**TAREFA DO EXERCÍCIO 1:** Transcreva o trecho do texto sobre o KKE que começa em "Esse grosseiro esboço" e segue até "avançado de degeneração.".

**TEXTO DE LEITURA:**
'''

Esse grosseiro esboço das vacilações e da “Reconstrução Revolucionária” do KKE confirma a validade geral de nossa experiência brasileira. Na contramão do que afirmam trotskistas e maoistas, é absolutamente possível derrotar uma direção oportunista e, sob a base da luta interna disciplinada e da autocrítica consequente, recobrar o caráter revolucionário de uma organização comunista em estado avançado de degeneração.

'''

**REGISTROS FORNECIDOS:**
'''

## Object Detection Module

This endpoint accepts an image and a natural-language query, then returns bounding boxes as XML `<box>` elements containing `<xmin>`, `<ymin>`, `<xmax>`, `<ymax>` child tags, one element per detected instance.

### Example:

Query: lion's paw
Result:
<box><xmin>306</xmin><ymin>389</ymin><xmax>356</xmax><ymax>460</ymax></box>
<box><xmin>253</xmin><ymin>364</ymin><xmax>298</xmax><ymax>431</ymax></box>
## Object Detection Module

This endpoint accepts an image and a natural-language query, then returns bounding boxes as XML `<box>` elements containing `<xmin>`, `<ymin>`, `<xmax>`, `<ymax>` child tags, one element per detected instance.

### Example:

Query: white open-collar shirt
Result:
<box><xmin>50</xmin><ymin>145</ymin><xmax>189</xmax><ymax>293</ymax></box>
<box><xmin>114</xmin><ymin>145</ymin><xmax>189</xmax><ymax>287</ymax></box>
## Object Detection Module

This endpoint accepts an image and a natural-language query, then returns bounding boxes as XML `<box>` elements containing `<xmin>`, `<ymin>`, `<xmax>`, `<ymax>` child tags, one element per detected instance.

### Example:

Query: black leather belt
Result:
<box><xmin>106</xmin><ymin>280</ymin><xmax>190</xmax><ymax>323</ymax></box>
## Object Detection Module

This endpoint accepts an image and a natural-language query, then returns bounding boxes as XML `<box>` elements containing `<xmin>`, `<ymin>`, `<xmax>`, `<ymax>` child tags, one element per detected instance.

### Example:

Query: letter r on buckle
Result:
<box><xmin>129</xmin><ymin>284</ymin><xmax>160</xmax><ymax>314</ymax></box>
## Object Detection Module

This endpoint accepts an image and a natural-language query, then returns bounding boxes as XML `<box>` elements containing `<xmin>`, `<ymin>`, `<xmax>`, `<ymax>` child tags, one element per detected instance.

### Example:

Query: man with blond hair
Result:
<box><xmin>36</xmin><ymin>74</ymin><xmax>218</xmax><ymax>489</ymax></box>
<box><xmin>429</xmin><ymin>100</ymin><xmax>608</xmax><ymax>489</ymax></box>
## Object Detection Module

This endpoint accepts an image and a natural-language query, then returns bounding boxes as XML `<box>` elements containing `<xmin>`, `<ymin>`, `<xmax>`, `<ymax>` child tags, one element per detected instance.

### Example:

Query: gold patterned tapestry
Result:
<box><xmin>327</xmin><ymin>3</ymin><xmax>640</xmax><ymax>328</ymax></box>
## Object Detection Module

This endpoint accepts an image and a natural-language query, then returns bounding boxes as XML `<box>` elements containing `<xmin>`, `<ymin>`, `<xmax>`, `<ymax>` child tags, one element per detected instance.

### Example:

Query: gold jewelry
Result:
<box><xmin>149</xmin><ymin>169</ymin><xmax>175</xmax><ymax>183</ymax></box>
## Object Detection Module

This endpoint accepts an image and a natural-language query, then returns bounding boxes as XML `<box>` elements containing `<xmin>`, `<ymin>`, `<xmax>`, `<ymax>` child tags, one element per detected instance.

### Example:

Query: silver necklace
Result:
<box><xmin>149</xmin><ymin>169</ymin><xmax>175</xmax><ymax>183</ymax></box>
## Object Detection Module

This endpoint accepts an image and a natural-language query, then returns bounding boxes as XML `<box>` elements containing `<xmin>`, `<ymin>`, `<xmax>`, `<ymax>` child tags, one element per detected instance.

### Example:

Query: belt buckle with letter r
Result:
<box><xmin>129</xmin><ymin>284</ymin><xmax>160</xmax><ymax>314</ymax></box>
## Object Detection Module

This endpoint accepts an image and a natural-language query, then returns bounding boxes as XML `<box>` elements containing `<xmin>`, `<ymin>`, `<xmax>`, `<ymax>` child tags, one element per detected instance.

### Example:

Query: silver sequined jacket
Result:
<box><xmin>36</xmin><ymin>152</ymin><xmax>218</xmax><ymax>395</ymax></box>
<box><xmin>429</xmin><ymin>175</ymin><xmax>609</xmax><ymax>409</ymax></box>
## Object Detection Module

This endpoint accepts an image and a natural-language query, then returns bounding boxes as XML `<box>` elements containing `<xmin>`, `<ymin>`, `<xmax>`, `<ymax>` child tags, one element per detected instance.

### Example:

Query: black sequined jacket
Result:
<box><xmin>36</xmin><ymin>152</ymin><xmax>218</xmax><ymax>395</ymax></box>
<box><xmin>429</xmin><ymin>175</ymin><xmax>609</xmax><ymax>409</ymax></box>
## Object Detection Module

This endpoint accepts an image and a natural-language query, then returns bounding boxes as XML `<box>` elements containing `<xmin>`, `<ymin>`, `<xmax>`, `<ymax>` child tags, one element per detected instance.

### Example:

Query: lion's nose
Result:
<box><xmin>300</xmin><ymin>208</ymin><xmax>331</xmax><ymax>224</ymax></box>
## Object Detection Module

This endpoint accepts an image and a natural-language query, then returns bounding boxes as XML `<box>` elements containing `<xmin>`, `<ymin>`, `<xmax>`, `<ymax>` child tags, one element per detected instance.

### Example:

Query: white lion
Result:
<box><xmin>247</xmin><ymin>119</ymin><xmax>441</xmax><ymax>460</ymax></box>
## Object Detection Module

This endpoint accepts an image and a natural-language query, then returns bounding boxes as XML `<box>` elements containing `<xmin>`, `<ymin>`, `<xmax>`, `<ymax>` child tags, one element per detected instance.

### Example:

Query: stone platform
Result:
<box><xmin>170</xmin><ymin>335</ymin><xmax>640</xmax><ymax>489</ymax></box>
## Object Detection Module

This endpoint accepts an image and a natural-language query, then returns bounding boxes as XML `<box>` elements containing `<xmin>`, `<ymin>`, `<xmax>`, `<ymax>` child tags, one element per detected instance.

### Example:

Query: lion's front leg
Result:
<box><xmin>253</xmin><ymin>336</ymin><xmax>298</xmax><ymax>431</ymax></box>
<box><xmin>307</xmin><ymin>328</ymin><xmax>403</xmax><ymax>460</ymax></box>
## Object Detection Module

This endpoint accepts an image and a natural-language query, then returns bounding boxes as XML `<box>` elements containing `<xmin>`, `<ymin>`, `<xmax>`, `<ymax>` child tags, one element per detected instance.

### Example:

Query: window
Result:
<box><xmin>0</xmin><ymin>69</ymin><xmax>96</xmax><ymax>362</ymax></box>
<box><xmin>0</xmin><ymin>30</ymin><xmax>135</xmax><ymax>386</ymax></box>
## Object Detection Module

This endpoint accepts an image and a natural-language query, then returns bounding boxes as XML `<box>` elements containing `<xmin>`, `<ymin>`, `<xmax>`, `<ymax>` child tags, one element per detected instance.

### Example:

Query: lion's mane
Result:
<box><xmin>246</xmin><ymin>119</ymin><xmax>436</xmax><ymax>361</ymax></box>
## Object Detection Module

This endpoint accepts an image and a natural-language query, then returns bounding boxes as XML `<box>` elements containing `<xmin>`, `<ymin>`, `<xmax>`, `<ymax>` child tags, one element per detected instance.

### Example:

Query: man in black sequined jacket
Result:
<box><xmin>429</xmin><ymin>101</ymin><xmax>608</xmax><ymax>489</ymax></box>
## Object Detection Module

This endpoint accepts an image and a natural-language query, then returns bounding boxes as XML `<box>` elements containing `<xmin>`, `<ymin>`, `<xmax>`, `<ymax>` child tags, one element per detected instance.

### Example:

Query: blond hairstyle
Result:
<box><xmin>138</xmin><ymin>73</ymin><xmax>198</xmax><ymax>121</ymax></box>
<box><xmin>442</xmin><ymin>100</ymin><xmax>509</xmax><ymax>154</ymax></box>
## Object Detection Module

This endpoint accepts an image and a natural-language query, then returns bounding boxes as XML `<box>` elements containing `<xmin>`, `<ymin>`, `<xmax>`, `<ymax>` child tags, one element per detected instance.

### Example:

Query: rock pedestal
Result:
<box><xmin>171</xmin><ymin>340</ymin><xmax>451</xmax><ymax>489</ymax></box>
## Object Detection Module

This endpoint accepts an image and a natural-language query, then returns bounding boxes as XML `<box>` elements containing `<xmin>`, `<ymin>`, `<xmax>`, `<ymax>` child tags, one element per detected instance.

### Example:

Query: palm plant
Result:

'''

**TAREFA DO EXERCÍCIO 2:** Filtre os registros acima e copie cada linha em que apareça a palavra "belt".

**RESPOSTA COMPLETA 1:**
Esse grosseiro esboço das vacilações e da “Reconstrução Revolucionária” do KKE confirma a validade geral de nossa experiência brasileira. Na contramão do que afirmam trotskistas e maoistas, é absolutamente possível derrotar uma direção oportunista e, sob a base da luta interna disciplinada e da autocrítica consequente, recobrar o caráter revolucionário de uma organização comunista em estado avançado de degeneração.

**RESPOSTA COMPLETA 2:**
Query: black leather belt
Query: belt buckle with letter r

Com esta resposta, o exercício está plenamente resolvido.